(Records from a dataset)
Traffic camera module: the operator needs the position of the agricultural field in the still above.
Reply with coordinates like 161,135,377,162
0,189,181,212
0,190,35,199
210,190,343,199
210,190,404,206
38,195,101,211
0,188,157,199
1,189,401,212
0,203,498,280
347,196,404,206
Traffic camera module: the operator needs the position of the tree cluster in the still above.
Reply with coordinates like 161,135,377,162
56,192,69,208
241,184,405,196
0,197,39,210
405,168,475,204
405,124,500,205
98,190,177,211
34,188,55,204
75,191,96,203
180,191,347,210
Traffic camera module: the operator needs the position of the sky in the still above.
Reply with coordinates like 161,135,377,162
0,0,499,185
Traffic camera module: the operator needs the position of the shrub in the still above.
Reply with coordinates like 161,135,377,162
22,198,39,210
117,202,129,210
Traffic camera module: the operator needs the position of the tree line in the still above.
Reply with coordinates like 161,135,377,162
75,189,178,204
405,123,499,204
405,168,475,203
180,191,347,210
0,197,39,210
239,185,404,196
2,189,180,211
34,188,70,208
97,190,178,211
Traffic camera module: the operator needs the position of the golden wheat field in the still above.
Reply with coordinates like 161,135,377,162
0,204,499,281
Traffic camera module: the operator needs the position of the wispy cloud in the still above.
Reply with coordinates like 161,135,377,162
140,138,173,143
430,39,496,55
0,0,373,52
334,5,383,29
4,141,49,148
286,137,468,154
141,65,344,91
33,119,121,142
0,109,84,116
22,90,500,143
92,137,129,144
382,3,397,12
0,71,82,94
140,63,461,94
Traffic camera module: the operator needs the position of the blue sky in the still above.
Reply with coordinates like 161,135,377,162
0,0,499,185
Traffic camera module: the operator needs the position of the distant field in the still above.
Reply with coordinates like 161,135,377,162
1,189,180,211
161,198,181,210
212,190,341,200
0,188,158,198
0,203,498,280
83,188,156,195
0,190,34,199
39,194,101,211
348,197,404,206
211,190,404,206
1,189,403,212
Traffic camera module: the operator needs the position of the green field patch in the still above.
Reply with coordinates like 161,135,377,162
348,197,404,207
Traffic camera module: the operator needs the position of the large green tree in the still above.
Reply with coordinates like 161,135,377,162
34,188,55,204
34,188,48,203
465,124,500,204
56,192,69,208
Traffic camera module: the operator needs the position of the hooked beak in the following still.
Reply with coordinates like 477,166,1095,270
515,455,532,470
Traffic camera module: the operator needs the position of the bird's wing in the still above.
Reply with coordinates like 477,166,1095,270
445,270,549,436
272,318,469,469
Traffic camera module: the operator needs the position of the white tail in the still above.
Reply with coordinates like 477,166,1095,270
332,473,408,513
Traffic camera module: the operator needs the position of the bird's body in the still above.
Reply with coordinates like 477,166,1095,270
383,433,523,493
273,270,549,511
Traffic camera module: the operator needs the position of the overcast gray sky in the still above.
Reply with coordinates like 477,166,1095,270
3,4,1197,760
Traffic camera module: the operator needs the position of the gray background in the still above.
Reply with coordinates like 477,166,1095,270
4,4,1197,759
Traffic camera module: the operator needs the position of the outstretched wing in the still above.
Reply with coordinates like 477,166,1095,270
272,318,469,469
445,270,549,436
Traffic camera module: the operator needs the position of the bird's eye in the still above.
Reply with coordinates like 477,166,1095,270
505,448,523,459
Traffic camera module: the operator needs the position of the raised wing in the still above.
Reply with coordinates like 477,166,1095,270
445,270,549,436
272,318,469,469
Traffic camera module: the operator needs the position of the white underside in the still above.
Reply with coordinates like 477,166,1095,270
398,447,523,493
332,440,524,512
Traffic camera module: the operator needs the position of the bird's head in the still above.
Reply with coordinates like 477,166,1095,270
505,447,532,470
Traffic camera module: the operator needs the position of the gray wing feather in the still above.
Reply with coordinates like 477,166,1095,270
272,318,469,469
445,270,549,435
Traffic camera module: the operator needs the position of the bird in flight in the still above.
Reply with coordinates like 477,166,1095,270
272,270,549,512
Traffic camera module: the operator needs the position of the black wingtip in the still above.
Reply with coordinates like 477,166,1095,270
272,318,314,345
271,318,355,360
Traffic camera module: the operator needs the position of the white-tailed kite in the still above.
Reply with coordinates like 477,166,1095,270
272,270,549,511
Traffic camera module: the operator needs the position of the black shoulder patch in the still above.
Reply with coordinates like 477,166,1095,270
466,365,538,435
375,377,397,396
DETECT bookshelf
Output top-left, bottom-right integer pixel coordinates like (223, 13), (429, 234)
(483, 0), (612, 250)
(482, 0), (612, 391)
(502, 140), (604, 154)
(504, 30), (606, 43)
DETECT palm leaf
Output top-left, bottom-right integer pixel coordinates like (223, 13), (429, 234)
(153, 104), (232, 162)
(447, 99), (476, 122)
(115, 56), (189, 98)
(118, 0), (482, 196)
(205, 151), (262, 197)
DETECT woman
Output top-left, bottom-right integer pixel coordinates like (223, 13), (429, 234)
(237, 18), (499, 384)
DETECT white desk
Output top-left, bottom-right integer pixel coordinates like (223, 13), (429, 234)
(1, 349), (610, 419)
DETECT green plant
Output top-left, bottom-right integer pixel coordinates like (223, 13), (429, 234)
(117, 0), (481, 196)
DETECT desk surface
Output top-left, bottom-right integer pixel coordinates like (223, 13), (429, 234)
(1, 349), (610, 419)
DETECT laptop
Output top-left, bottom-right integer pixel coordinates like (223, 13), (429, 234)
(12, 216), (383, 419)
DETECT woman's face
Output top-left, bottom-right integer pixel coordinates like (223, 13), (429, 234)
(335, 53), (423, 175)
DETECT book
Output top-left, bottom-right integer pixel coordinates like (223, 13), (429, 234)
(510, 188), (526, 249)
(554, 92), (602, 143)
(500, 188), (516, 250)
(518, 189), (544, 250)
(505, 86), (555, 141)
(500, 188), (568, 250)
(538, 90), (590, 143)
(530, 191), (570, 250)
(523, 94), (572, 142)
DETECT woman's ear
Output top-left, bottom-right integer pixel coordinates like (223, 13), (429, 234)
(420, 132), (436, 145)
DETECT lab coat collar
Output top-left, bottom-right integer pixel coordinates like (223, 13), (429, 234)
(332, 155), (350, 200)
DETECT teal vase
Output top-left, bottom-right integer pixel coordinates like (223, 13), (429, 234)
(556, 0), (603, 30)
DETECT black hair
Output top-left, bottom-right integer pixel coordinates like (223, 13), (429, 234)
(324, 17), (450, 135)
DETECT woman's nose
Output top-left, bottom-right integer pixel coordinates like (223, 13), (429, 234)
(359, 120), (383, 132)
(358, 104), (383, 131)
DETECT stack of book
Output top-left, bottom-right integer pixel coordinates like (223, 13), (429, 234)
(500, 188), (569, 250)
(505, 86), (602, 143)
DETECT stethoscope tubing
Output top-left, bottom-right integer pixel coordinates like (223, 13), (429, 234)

What you will do: Produce a verbatim transcription of the entries above.

Reply:
Traffic camera module: the operator needs the position of the agricultural field in the still above.
Reply with coordinates like 161,135,377,162
0,189,181,212
0,190,35,199
210,190,343,199
210,190,404,206
38,195,101,211
0,188,157,199
1,189,401,212
0,203,498,280
347,196,404,206
Traffic camera module: the operator needs the position of the tree cluster in the still above.
Reply with coordinates like 161,135,377,162
56,192,69,208
241,184,405,196
0,197,39,210
405,168,475,204
405,124,500,205
98,190,177,211
34,188,55,204
75,191,96,203
180,191,347,210
Traffic camera module: the operator needs the position of the sky in the still above.
Reply with coordinates like 161,135,377,162
0,0,499,185
Traffic camera module: the operator needs the position of the shrub in the still above.
Reply with coordinates like 161,135,377,162
22,198,39,210
117,202,129,210
Traffic camera module: the operator needs the position of the tree line in the still above.
Reply with coordinates like 161,135,377,162
75,189,178,204
405,123,499,204
405,168,475,203
180,191,347,210
0,197,39,210
239,185,404,196
2,189,180,211
34,188,70,208
97,190,178,211
Traffic camera module: the operator needs the position of the golden wheat field in the still above.
Reply with coordinates like 161,135,377,162
0,204,499,281
Traffic camera module: the operator needs the position of the wispy cloud in the still above.
Reply with coordinates like 161,135,377,162
140,138,173,143
430,39,496,55
0,0,373,52
334,5,383,29
4,141,49,148
286,137,468,154
141,65,344,91
33,119,121,142
0,109,84,116
22,90,500,143
92,137,129,144
382,3,397,12
0,71,82,94
140,63,461,94
Traffic camera module: the operator needs the position of the blue sky in the still above.
Reply with coordinates like 161,135,377,162
0,0,499,185
Traffic camera module: the operator needs the position of the distant field in the still above.
Reply with coordinates like 161,135,377,162
1,189,180,211
161,198,181,210
212,190,341,200
0,188,158,198
0,203,498,280
83,188,156,195
0,190,34,199
39,194,101,211
348,197,404,206
211,190,404,206
1,189,403,212
Traffic camera module: the operator needs the position of the green field patch in the still above.
Reply with coordinates like 161,135,377,162
348,197,404,207
Traffic camera module: the operator needs the position of the large green tree in the still above.
Reply with coordinates like 161,135,377,162
34,188,55,204
34,188,48,203
465,124,500,204
56,192,69,208
Traffic camera module: the operator needs the position of the hooked beak in the following still.
Reply with coordinates like 477,166,1095,270
515,455,532,470
Traffic camera module: the operator needs the position of the bird's wing in the still above.
Reply with coordinates like 477,166,1095,270
445,270,549,436
272,318,469,469
Traffic camera module: the operator needs the position of the white tail in the still above.
Reply with coordinates like 477,166,1095,270
332,473,408,513
Traffic camera module: the operator needs the position of the bird's body in the still above.
Reply with coordinates like 477,166,1095,270
383,433,523,493
273,270,549,511
Traffic camera module: the operator needs the position of the overcast gray sky in the still above.
Reply with coordinates like 477,166,1095,270
3,4,1197,760
Traffic camera module: the operator needs the position of the gray background in the still above.
Reply with coordinates like 477,166,1095,270
4,4,1197,759
Traffic camera module: the operator needs the position of the outstretched wing in the still above.
Reply with coordinates like 477,166,1095,270
272,318,469,469
445,270,549,436
Traffic camera module: the operator needs the position of the bird's eye in the still above.
Reply with coordinates like 477,166,1095,270
505,448,523,459
Traffic camera module: the operator needs the position of the raised wing in the still above.
Reply with coordinates like 477,166,1095,270
445,270,549,436
272,318,469,469
Traffic camera module: the operator needs the position of the white underside in the still above.
Reply with coordinates like 477,166,1095,270
398,447,523,493
332,440,524,512
Traffic camera module: the operator needs the position of the bird's head in the still above.
Reply with coordinates like 477,166,1095,270
505,447,532,470
Traffic camera module: the operator needs the position of the gray wing feather in the still above.
Reply with coordinates like 477,166,1095,270
272,318,469,469
445,270,549,435
Traffic camera module: the operator needs the position of the bird in flight in the still above.
Reply with coordinates like 477,166,1095,270
272,270,549,512
Traffic camera module: the operator needs the position of the black wingtip in the still above.
Reply with coordinates like 477,166,1095,270
272,318,314,345
271,318,355,360
Traffic camera module: the operator needs the position of the white-tailed kite in the still above.
Reply with coordinates like 477,166,1095,270
272,270,549,511
Traffic camera module: the operator needs the position of the black shoulder patch in the still above.
Reply with coordinates like 477,166,1095,270
466,365,538,435
375,377,397,396
DETECT bookshelf
Output top-left, bottom-right integer pixel coordinates like (223, 13), (429, 234)
(483, 0), (612, 250)
(482, 0), (612, 391)
(502, 140), (604, 154)
(504, 30), (606, 43)
DETECT palm leaf
Output top-left, bottom-right integer pixel coordinates like (223, 13), (429, 234)
(153, 104), (232, 162)
(447, 99), (476, 122)
(115, 56), (189, 98)
(118, 0), (482, 196)
(205, 151), (262, 197)
DETECT woman
Output top-left, bottom-right integer pixel coordinates like (223, 13), (429, 234)
(237, 18), (499, 384)
DETECT white desk
Output top-left, bottom-right integer pixel coordinates like (223, 13), (429, 234)
(1, 349), (610, 419)
DETECT green plant
Output top-left, bottom-right integer pixel coordinates like (223, 13), (429, 234)
(117, 0), (481, 196)
DETECT desk surface
Output top-left, bottom-right integer pixel coordinates like (223, 13), (429, 234)
(1, 349), (610, 419)
DETECT laptop
Output top-left, bottom-right integer pixel coordinates like (223, 13), (429, 234)
(12, 216), (383, 419)
DETECT woman's face
Output top-left, bottom-right integer pixel coordinates like (223, 13), (429, 234)
(335, 53), (423, 175)
DETECT book
Output top-left, bottom-right integer pixel coordinates like (223, 13), (429, 234)
(510, 188), (526, 249)
(554, 92), (602, 143)
(500, 188), (516, 250)
(518, 189), (544, 250)
(505, 86), (555, 141)
(500, 188), (568, 250)
(538, 90), (590, 143)
(530, 191), (570, 250)
(523, 94), (572, 142)
DETECT woman's ear
Output top-left, bottom-right integer pixel coordinates like (223, 13), (429, 234)
(420, 132), (436, 145)
DETECT lab coat collar
Output top-left, bottom-right integer pixel coordinates like (223, 13), (429, 234)
(332, 155), (350, 200)
DETECT teal vase
Output top-left, bottom-right integer pixel coordinates like (223, 13), (429, 234)
(556, 0), (603, 30)
DETECT black hair
Output top-left, bottom-right integer pixel coordinates like (223, 13), (429, 234)
(324, 17), (450, 135)
DETECT woman's nose
Output top-left, bottom-right integer pixel coordinates like (223, 13), (429, 234)
(359, 120), (383, 132)
(358, 104), (383, 131)
DETECT stack of book
Output top-left, bottom-right integer pixel coordinates like (223, 13), (429, 234)
(500, 188), (569, 250)
(505, 86), (602, 143)
DETECT stethoscope tubing
Output top-left, bottom-right integer pixel coordinates like (223, 13), (429, 234)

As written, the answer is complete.